TASK LIST:
**a)** List the sensing elements that the thermal switch excerpt says are used in temperature switches to provide a displacement as a function of temperature.
**b)** In the thermal switch excerpt, retype the stretch from "Various types of" through "of the conductors.".

EXCERPTED TEXT:
The present invention relates to mounting adapters, and in particular to snap on mounting adapters for thermal sensing switches.
Thermal sensing electrical switching devices, or thermal switches, of various configurations are generally well known. For example, thermocouples, resistive thermal devices (RTDs) and thermistors are used for measuring temperature in various applications. Such sensors provide an electrical analog signal, such as a voltage or a resistance, which changes as a function of temperature. Monolithic temperature sensors are also known. For example, a diode connected bipolar transistor can be used for temperature sensing. More specifically, a standard bipolar transistor can be configured with the base and emitter terminals shorted together. With such a configuration, the base collector junction forms a diode. When electrical power is applied, the voltage drop across the base collector junction varies relatively linearly as a function of temperature. Thus, such diode connected bipolar transistors have been known to be incorporated into various integrated circuits for temperature sensing. Such devices are useful in providing relatively accurate temperature measurements; however, they are generally not used in control applications to control electrical equipment.
Precision thermostats are generally used in such control applications. The thermal switch is one form of precision thermostat used in control applications to switch on or off heaters, fans, and other electrical equipment at specific temperatures. Such temperature switches typically consist of a sensing element which provides a displacement as a function of temperature and a pair of electrical contacts. The sensing element is typically mechanically interlocked with the pair of electrical contacts to either make or break the electrical contacts at predetermined temperature set points. The temperature set points are defined by the particular sensing element utilized.
Various types of sensing elements are known which provide a displacement as a function of temperature. For example, mercury bulbs, magnets and bi-metallic elements are known to be used in such temperature switches. Mercury bulb thermal sensors have a mercury filled bulb and an attached glass capillary tube which acts as an expansion chamber. Two electrical conductors are disposed within the capillary at a predetermined distance apart. The electrical conductors act as an open contact. As temperature increases, the mercury expands in the capillary tube until the electrical conductors are shorted by the mercury forming a continuous electrical path. The temperature at which the mercury shorts the electrical conductors is a function of the separation distance of the conductors.
Magnetic reed switches have also been known to be used as temperature sensors in various thermal switches. Such reed switch sensors generally have a pair of toroidal magnets separated by a ferrite collar and a pair of reed contacts. At a critical temperature known as the Curie point, the ferrite collar changes from a state of low reluctance to high reluctance to allow the reed contacts to open.
Bi-metallic thermal switch elements typically consist of two strips of materials having different rates of thermal expansion fused into one bi-metallic disc-shaped element. Precise physical shaping of the disc element and unequal expansion of the two materials cause the element to change shape rapidly at a predetermined set-point temperature. The change in shape of the bi-metal disc is thus used to activate a mechanical switch. The bi-metallic disc element is mechanically interlocked with a pair of electrical contacts such that the rapid change in shape can be used to displace one or both of the electrical contacts to either make or break an electrical circuit. The electrical contacts may be provided as individual components mounted in a base structure, commonly known as a "header," or integrated into a conventional microswitch such that the necessity of assembling discrete components is substantially obviated. Examples of such of formations are described in U.S. Pat. Nos. 3,748,888 and 3,933,022, each of which is incorporated herein by reference in its entirety, wherein a thermally responsive, snap-action bi-metallic disc is provided.

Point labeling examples
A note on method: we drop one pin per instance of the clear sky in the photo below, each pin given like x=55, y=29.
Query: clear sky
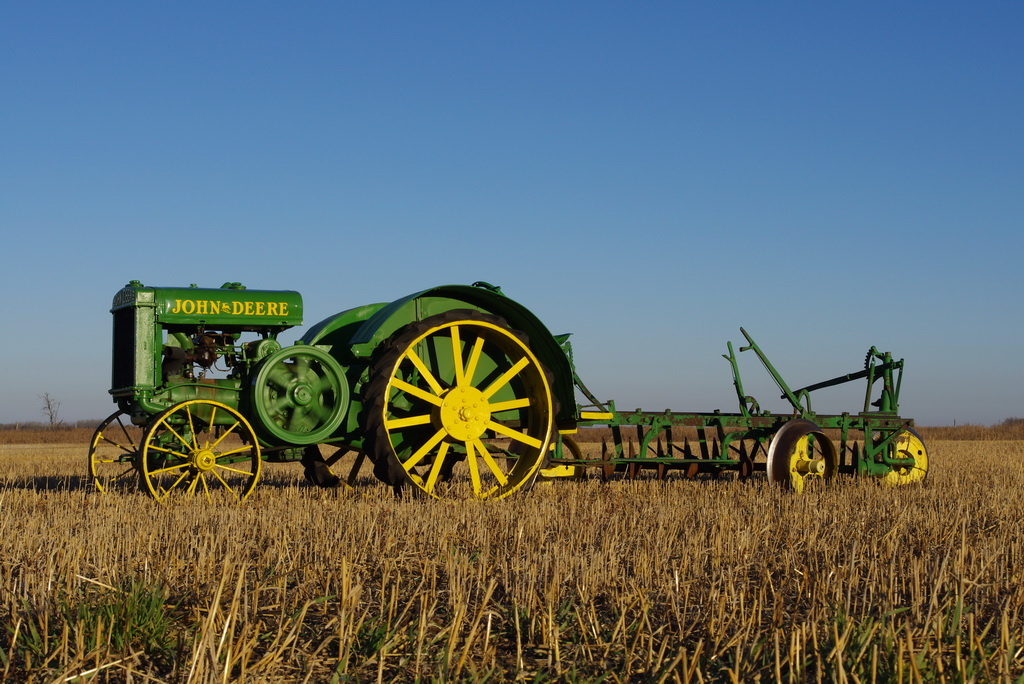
x=647, y=175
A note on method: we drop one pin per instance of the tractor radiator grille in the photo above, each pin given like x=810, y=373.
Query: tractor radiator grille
x=124, y=349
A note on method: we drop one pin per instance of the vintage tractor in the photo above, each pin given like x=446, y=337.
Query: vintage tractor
x=453, y=391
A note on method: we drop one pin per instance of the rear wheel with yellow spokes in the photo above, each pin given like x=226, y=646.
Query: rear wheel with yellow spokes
x=200, y=447
x=459, y=407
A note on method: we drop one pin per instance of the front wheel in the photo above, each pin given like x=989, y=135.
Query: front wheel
x=113, y=454
x=200, y=446
x=458, y=405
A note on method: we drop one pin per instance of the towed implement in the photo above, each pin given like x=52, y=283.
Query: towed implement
x=453, y=391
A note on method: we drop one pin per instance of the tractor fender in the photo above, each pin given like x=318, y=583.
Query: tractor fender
x=383, y=321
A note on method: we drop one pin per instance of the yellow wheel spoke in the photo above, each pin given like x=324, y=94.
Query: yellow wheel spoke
x=222, y=436
x=399, y=423
x=169, y=469
x=460, y=371
x=247, y=473
x=424, y=371
x=164, y=450
x=213, y=415
x=474, y=468
x=224, y=482
x=435, y=469
x=416, y=391
x=524, y=402
x=192, y=426
x=474, y=359
x=240, y=450
x=423, y=451
x=489, y=460
x=181, y=440
x=506, y=377
x=515, y=434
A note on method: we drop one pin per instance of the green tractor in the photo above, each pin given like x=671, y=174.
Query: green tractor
x=456, y=391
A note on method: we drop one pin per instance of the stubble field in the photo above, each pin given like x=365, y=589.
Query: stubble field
x=681, y=581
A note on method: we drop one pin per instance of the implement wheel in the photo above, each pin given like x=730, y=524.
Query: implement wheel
x=908, y=444
x=459, y=387
x=801, y=456
x=570, y=450
x=113, y=454
x=200, y=446
x=300, y=395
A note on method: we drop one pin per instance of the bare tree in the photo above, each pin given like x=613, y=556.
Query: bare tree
x=52, y=409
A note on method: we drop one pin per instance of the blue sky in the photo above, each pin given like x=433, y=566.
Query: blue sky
x=649, y=176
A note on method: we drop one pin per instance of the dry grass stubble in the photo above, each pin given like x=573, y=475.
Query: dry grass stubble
x=684, y=581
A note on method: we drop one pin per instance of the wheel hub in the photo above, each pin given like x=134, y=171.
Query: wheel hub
x=204, y=460
x=811, y=466
x=465, y=413
x=302, y=394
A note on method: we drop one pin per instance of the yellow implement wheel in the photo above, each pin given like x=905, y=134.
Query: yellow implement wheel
x=113, y=454
x=908, y=444
x=801, y=457
x=200, y=446
x=458, y=405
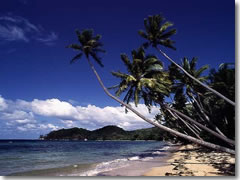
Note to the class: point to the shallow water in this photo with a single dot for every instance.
(61, 158)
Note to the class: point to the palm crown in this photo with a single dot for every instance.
(90, 45)
(190, 67)
(145, 73)
(156, 32)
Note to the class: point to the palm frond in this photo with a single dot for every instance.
(78, 56)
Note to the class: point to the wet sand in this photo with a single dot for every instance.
(188, 160)
(191, 160)
(138, 167)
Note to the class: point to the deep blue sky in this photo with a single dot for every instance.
(39, 68)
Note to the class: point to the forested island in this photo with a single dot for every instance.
(105, 133)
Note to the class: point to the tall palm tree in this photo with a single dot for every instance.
(193, 88)
(156, 34)
(147, 80)
(145, 73)
(89, 46)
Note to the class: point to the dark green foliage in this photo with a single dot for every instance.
(106, 133)
(156, 32)
(145, 74)
(90, 45)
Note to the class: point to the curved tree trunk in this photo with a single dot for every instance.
(186, 124)
(206, 116)
(189, 75)
(200, 125)
(189, 138)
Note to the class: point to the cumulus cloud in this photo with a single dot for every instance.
(3, 104)
(25, 115)
(16, 28)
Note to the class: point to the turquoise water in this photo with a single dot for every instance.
(60, 158)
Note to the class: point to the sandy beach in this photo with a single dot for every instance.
(191, 160)
(187, 160)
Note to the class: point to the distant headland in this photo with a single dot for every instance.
(105, 133)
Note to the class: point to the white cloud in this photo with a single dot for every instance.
(3, 104)
(48, 126)
(12, 33)
(16, 115)
(16, 28)
(25, 115)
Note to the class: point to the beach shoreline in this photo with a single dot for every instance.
(184, 160)
(192, 160)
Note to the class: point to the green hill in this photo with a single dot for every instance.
(105, 133)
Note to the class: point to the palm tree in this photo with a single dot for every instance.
(90, 46)
(156, 34)
(145, 73)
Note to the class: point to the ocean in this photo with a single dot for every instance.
(73, 158)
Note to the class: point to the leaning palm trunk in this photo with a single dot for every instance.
(206, 116)
(200, 125)
(193, 78)
(186, 124)
(189, 138)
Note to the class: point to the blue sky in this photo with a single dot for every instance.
(37, 81)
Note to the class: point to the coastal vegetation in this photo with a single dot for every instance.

RESPONSES BY TASK:
**a)**
- Mercury bulbs
- Magnets
- Bi-metallic elements

**b)**
Various types of sensing elements are known which provide a displacement as a function of temperature. For example, mercury bulbs, magnets and bi-metallic elements are known to be used in such temperature switches. Mercury bulb thermal sensors have a mercury filled bulb and an attached glass capillary tube which acts as an expansion chamber. Two electrical conductors are disposed within the capillary at a predetermined distance apart. The electrical conductors act as an open contact. As temperature increases, the mercury expands in the capillary tube until the electrical conductors are shorted by the mercury forming a continuous electrical path. The temperature at which the mercury shorts the electrical conductors is a function of the separation distance of the conductors.